TEXTO BASE –
Depois há outra coisa muito importante que o Paulo Varela Gomes descreveu numa das suas magníficas crónicas sobre animais, o estado de felicidade de um cão é muito bom de testemunhar.
Sem cães só conseguimos perceber o que é a felicidade em teoria. Porque somos, por natureza, criaturas insatisfeitas e inquietas, sempre à procura de alguma coisa que nos escapa.
Um cão, desde que tenha as suas necessidades básicas atendidas, comida, água e cama confortável, alcança a felicidade facilmente, através do afecto que lhe damos. Passamos a ter o privilégio de ver um ser feliz todos os dias quando chegamos a casa e nos recebe com a cauda a abanar e os olhinhos agradecidos. Sabemos que a vida é perfeita para ele. Pelo menos ver, ter um exemplo, da tão sonhada Felicidade. Afinal ela mora mesmo ali ao nosso lado, quando já pensavámos que talvez fosse apenas do domínio do imaginário.

sábado, 21 de maio de 2016

Babel conjugal

Azucrinava-me os ouvidos. Disse-lhe: cala-te pá, esquecendo-me que era francês. Falou toda a noite. Falhando-me.

sábado, 14 de maio de 2016

Coisas com bichos





Fico perplexa com a reação de algumas pessoas à mudança do regime jurídico que costumava considerar animais como coisas. Parece que há quem tenha apanhado um susto e reaja com um certo terror. Mas será que ainda não tinham desconfiado que os animais não eram coisas? Nem uma suspeiçãozinha pequena, uma pulguinha a trás da orelha, nada? 
Esta reação remete-me para a época vitoriana, quando o Charles Darwin apresentou o seu "A Origem das Espécies". Também aí elas e eles se passaram completamente pensando que a sua humanidade iria ser rebaixada ao nível dos macacos. Elas com medo que lhes desatasse a crescer o buço e eles em pânico de ficarem com as costas felpudas como o Tony Ramos.

SUA TAREFA –
Segundo o texto base, quais são as necessidades básicas que um cão precisa ter atendidas para alcançar a felicidade facilmente?

LISTA DE ENTRADAS –
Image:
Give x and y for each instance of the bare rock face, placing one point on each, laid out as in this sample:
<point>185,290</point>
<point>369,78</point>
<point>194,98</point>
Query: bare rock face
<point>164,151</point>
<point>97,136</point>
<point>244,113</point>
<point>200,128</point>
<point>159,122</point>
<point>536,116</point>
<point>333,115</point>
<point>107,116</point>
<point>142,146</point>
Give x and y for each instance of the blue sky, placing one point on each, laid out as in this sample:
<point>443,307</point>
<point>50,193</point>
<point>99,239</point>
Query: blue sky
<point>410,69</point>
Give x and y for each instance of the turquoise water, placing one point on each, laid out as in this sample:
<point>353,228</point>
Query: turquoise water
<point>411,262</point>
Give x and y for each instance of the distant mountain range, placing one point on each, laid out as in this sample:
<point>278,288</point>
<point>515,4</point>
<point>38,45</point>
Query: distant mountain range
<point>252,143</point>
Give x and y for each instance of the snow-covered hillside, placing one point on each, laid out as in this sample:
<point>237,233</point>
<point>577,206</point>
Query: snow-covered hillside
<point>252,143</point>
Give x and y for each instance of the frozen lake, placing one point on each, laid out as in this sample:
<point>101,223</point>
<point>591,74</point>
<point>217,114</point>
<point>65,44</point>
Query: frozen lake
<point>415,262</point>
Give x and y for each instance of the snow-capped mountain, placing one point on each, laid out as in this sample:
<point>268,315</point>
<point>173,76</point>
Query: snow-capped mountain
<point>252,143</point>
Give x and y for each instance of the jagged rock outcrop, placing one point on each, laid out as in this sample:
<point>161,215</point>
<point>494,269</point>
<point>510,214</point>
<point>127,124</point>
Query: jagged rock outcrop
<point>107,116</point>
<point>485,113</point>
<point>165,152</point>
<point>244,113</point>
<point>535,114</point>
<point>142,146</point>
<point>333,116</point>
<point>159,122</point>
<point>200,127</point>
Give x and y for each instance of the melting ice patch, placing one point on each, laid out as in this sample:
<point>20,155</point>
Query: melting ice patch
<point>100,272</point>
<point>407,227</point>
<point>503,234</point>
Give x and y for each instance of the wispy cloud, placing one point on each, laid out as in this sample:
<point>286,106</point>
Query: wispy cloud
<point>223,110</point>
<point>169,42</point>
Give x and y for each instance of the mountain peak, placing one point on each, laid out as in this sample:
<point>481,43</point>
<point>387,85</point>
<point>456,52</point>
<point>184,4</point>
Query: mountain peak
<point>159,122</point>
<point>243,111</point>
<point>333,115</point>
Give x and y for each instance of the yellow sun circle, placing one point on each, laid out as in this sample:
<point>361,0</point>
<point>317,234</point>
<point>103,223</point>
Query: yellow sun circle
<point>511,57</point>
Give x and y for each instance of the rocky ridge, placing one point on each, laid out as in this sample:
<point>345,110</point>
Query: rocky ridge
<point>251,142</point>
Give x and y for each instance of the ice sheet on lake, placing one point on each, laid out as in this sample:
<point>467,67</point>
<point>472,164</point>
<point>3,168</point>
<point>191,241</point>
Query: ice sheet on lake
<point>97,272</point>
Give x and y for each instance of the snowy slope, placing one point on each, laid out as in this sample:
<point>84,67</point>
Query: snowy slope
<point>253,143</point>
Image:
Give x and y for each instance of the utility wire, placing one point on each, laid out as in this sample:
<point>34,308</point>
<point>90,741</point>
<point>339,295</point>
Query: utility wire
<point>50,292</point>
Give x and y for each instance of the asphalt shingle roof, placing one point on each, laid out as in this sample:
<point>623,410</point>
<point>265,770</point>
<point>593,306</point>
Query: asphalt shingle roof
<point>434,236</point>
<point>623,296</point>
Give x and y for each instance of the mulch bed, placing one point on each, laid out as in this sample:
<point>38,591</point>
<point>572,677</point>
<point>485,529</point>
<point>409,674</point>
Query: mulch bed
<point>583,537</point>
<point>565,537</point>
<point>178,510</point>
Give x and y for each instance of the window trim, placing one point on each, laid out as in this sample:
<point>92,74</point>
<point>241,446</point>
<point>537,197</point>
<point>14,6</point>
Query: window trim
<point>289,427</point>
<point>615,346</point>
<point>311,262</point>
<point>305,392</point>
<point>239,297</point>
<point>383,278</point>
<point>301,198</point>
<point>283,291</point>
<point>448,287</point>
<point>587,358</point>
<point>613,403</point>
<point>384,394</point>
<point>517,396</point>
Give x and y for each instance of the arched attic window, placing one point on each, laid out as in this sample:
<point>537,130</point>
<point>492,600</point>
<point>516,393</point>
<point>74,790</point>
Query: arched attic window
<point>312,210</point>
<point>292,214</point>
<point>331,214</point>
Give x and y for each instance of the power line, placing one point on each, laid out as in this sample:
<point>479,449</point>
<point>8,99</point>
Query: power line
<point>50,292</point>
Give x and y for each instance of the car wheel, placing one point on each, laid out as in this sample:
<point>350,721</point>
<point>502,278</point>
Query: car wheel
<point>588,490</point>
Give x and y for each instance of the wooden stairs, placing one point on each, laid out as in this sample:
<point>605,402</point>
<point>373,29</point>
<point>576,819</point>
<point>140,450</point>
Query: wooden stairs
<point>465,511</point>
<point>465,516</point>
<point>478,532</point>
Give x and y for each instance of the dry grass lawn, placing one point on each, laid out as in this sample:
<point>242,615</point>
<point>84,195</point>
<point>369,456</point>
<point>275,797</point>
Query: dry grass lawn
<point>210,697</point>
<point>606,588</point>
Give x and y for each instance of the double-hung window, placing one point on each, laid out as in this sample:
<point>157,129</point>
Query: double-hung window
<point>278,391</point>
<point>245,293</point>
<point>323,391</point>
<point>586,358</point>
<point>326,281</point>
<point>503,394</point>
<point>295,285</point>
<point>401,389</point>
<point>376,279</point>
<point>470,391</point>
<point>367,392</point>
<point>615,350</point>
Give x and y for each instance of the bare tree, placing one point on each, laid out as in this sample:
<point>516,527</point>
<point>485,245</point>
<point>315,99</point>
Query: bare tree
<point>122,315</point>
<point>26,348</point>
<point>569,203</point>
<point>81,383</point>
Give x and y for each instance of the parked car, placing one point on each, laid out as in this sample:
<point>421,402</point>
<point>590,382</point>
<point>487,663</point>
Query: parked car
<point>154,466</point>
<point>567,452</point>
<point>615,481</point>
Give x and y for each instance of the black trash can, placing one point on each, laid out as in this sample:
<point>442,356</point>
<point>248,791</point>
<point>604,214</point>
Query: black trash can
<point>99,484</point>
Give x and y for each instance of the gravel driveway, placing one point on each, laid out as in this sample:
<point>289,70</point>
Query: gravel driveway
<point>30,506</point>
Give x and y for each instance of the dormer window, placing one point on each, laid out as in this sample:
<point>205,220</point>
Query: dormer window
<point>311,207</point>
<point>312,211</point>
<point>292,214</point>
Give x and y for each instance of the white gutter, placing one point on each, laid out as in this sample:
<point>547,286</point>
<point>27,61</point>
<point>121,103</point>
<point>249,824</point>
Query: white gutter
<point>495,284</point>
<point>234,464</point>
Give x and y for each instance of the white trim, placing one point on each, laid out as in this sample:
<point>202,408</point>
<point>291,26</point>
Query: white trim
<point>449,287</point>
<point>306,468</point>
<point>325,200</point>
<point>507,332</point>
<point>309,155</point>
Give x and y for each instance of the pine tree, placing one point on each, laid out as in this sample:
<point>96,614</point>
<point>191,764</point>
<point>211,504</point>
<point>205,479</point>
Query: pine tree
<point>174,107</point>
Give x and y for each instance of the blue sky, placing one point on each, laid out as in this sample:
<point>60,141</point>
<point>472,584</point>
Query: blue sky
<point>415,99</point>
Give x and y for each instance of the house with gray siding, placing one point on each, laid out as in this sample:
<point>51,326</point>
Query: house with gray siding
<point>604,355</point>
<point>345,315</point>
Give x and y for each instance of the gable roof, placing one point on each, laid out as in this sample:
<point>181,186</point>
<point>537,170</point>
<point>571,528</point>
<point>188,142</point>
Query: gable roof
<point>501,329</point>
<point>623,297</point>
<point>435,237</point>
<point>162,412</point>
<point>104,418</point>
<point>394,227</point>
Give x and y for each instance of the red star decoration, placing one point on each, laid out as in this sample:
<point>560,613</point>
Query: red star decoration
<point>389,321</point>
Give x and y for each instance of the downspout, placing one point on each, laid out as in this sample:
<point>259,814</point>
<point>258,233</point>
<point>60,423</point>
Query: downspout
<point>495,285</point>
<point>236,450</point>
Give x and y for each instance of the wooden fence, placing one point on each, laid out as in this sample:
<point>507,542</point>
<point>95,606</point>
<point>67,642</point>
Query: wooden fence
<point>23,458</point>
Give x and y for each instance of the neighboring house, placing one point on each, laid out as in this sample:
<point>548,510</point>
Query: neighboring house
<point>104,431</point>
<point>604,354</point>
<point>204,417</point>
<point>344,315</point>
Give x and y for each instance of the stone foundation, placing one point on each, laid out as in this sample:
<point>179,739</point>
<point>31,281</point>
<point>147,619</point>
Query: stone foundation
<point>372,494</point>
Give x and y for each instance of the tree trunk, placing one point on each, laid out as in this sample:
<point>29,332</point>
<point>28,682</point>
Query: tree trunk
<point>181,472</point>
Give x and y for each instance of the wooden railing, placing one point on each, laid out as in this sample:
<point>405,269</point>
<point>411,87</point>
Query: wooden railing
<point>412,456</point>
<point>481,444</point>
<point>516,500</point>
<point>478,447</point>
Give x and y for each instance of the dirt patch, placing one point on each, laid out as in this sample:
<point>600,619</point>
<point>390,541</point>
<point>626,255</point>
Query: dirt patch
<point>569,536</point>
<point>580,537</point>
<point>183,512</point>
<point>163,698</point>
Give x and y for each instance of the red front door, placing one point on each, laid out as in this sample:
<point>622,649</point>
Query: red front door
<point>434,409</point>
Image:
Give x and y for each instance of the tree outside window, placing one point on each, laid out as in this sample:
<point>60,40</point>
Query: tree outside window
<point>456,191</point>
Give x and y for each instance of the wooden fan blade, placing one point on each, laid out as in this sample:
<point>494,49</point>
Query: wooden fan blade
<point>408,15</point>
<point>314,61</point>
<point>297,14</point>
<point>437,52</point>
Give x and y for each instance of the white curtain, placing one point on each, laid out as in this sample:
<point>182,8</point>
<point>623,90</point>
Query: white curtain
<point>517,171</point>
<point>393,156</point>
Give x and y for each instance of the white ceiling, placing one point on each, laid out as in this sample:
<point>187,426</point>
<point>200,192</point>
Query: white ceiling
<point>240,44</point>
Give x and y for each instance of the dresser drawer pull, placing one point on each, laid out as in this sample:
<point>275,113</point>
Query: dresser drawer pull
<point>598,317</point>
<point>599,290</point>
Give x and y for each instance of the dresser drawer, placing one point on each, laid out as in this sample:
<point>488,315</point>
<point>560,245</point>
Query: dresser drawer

RESPOSTA –
Comida, água e cama confortável.